SELECTED EXTRACT:
━━━━━━━━

Computational linguistics (CL; also called natural language processing, or NLP) is concerned with (1) the study of computational models of the structure and function of language, its use, and its acquisition; and (2) the design, development, and implementation of a wide range of systems such as SPEECH RECOGNITION, language understanding and NATURAL LANGUAGE GENERATION. CL applications include interfaces to databases, text processing, and message understanding, multilingual interfaces as aids for foreign language correspondences, web pages, and speech-to-speech translation in limited domains. On the theoretical side, CL uses computational modeling to investigate syntax, semantics, pragmatics (that is, certain aspects of the relationship of the speaker and the hearer, or of the user and the system in the case of a CL system), and discourse aspects of language. These investigations are interdisciplinary and involve concepts from artificial intelligence (AI), linguistics, logic, and psychology. By connecting the closely interrelated fields of computer science and linguistics, CL plays a key role in cognitive science.
Because it is impossible to cover the whole range of theoretical and practical issues in CL in the limited space available, only a few related topics are discussed here in some detail, to give the reader a sense of important issues. Fortunately, there exists a comprehensive source, documenting all the major aspects of CL (Survey of the State of Art in Human Language Technology forthcoming).

━━━━━━━━

RECORDED DATA:
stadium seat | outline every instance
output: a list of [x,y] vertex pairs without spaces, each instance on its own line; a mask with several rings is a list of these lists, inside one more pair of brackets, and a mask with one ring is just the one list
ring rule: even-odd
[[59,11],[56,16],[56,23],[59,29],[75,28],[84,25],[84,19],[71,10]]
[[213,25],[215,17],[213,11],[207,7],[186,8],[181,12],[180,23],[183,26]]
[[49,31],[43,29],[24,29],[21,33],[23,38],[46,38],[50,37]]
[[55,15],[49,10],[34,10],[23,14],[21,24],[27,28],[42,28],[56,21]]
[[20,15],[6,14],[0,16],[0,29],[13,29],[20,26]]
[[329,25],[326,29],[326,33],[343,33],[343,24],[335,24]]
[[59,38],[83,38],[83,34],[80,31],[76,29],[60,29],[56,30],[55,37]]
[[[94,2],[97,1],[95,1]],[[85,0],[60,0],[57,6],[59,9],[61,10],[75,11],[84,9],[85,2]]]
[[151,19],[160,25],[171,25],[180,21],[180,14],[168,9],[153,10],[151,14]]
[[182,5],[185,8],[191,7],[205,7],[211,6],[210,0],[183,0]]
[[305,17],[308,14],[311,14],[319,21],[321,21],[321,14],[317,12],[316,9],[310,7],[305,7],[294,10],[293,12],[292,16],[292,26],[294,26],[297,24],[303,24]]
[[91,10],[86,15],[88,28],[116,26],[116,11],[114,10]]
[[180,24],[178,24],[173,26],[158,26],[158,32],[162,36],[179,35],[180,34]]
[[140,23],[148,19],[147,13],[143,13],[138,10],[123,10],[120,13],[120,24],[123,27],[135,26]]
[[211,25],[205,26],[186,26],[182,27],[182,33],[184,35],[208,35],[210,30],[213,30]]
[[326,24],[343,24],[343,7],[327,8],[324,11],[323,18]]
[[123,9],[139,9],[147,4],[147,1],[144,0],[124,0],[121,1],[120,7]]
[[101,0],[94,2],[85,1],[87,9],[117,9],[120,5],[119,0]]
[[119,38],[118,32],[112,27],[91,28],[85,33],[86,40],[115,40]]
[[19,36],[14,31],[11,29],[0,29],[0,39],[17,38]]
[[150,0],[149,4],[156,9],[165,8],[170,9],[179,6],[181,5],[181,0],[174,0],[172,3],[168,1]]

━━━━━━━━

TASKS AND EXERCISES:
1) In the passage on computational linguistics, which four fields supply the concepts used in its interdisciplinary investigations?
2) Pick up the passage on computational linguistics after its final sentence and continue writing it.

ANSWERS:
1) Artificial intelligence, linguistics, logic, and psychology.

2)
Almost every NLP system has a grammar and an associated parser. A grammar is a finite specification of a potentially infinite number of sentences, and a parser for the grammar is an ALGORITHM that analyzes a sentence and, if possible, assigns one or more grammar-based structural descriptions to the sentence. The structural descriptions are necessary for further processing -- for example, for semantic interpretation.
Many CL systems are based on context-free grammars (CFGs). One such grammar, G, consists of a finite set of nonterminals (for example, S: sentence; NP: noun phrase; VP: verb phrase; V: verb; ADV: adverb), a finite set of terminals, or lexical items, and a finite set of rewrite rules of the form A → W, where A is a nonterminal and W is a string of nonterminals and terminals. S is a special nonterminal called the "start symbol."
CFGs are inadequate and need to be augmented for a variety of reasons. For one, the information associated with a phrase (a string of terminals) is not just the atomic symbols used as nonterminals, but a complex bundle of information (sets of attribute-value pairs, called "feature structures") that needs to be associated with strings. Moreover, appropriate structures and operations for combining them are needed, together with a CFG skeleton. For another, the string-combining operation in a CFG is concatenation, (for example, if u and v are strings, v concatenated with u gives the string w = uv, that is, u followed by v), and more complex string-combining as well as tree-combining operations are needed to describe various linguistic phenomena. Finally, the categories in a grammar need to be augmented by associating them with feature structures, a set of attribute-value pairs that are then combined in an operation called "unification." A variety of grammars such as generalized phrase structure grammar (GPSG), HEAD-DRIVEN PHRASE STRUCTURE GRAMMAR (HPSG), and LEXICAL FUNCTIONAL GRAMMAR (LFG) are essentially CFG-based unification grammars (Bresnan and Kaplan 1983; Gazdar et al. 1985; Pollard and Sag 1994).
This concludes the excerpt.